■ TEXTO DE LA PÁGINA
<<<<

También a esa hora, las
mujeres de la casa, es decir mi mamá, mis dos primas y mi tía Luz María,
terminaban de preparar los alimentos que sostendrían a los viajantes durante el
camino: una olla cuarenta con un tapao de picuda seca, otra con un pusandao y una tercera, con un arroz encocao. El olor de esos platos mezclado
al de las lámparas de petróleo que iluminaban la casa, nos mantenían
despiertos. La casa estaba viva.
Afuera, en la oscurana temible sólo se oían los
movimientos de los trastos de la cocina y los arreglos de la canoa. Se sentía
el espíritu del viaje en el entorno.
Al alba, cuando aún el
sol se ocultaba tras los manglares y natales y el mar sólo era un murmullo
lejano, me despertaron de un sueño en el que se mezclaban las historias de una
caminata por la playa y el sabor de un mate de pusandao... Mi madre había decidido llevarme en el viaje.
Confundido por el sueño y el frío de la madrugada sentí que me levantó en sus
brazos, me cambió de camisa, me hizo lavar la cara y ponerme otros
pantaloncitos. Luego, caminamos hacia la playa y abordamos la canoa. En la
oscuridad los cuerpos de mis parientes eran sombras que se movían en un paisaje
espectral.
Los canaletes y las
palancas al tropezar con el agua y el casco de la canoa crean una música
singular. Es el ritmo del viaje de la canoa, algo como un zasss, zass, cuando el canalete toca la arena, y como un poc, poc, cuando golpea la canoa. Esos sonidos se
repiten, a veces se hacen más lentos en su ritmo, otras se pierden, y en la
mayoría se confunden con el murmullo lejano de las olas y el canto de los
pájaros que se despiertan.
El tío volvió de Tumaco
en mejor estado. La abuela tenía muy buenas relaciones con un político del
pueblo, quien facilitó las cosas a mi tío: pagó los costos de hospitalización y
las formulas.
De este incidente
recuerdo muchas cosas que ahora me sirven para entender el Pacífico que he
vivido. Recuerdo el papel titánico de mi abuela tratando de resolver los
problemas de toda la familia, haciéndose cargo de las empresas más difíciles,
criando nietos, navegando por el río Mira días enteros para intercambiar
plátanos por pescado seco, internándose en los manglares para arrancarle al raícero las esquivas pianguas o los cangrejos barreños.

>>>>

Extrae sin cambios del relato sobre el viaje en canoa el fragmento que empieza con "También a esa" y sigue hasta "casa estaba viva.". Los datos que vienen a continuación no hacen falta.

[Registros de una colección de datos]
<<<<

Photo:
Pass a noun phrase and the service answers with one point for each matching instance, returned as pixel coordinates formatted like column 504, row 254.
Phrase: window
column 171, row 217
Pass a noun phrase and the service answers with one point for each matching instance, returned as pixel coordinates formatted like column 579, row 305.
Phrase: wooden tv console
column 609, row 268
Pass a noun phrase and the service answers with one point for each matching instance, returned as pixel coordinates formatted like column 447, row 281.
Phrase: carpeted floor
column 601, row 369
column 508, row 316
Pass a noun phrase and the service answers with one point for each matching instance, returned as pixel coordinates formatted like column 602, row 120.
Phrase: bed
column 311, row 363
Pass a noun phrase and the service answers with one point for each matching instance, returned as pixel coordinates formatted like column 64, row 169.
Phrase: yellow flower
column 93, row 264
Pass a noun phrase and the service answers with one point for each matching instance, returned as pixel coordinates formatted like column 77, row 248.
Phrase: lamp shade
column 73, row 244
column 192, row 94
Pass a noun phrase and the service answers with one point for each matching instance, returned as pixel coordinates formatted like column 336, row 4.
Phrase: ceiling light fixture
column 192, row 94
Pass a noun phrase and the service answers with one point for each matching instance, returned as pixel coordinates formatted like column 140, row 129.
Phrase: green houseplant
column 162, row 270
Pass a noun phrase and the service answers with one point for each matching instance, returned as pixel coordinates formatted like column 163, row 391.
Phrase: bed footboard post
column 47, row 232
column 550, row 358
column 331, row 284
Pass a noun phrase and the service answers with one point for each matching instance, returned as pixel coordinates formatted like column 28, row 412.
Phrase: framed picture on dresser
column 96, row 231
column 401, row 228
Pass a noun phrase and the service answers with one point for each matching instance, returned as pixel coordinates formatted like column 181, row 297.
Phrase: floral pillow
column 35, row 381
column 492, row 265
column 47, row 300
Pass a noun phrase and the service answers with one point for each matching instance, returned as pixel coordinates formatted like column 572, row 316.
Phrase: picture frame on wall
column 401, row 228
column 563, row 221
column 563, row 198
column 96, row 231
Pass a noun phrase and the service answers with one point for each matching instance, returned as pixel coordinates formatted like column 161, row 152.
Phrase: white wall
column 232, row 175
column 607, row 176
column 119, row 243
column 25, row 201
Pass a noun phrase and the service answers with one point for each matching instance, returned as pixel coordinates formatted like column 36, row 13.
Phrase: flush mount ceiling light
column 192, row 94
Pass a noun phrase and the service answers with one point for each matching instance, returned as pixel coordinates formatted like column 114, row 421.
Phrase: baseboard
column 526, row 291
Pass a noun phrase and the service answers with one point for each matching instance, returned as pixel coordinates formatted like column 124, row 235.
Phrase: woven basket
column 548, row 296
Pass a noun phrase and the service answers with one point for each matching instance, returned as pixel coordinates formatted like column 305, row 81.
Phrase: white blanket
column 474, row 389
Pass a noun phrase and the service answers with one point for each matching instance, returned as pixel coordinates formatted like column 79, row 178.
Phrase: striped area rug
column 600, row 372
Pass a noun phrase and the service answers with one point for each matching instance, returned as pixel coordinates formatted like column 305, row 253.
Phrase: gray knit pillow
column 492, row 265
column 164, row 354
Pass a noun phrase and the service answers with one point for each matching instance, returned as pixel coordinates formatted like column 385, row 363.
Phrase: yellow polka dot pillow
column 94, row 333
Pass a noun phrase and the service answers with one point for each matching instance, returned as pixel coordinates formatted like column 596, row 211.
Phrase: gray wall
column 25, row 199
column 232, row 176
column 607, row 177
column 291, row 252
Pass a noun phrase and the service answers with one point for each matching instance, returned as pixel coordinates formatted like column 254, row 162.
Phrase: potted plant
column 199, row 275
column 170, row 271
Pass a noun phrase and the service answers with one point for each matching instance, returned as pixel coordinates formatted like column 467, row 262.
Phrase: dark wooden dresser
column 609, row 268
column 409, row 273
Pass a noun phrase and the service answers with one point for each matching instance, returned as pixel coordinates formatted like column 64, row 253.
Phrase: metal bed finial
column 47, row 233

>>>>

■ RESPUESTA
También a esa hora, las
mujeres de la casa, es decir mi mamá, mis dos primas y mi tía Luz María,
terminaban de preparar los alimentos que sostendrían a los viajantes durante el
camino: una olla cuarenta con un tapao de picuda seca, otra con un pusandao y una tercera, con un arroz encocao. El olor de esos platos mezclado
al de las lámparas de petróleo que iluminaban la casa, nos mantenían
despiertos. La casa estaba viva.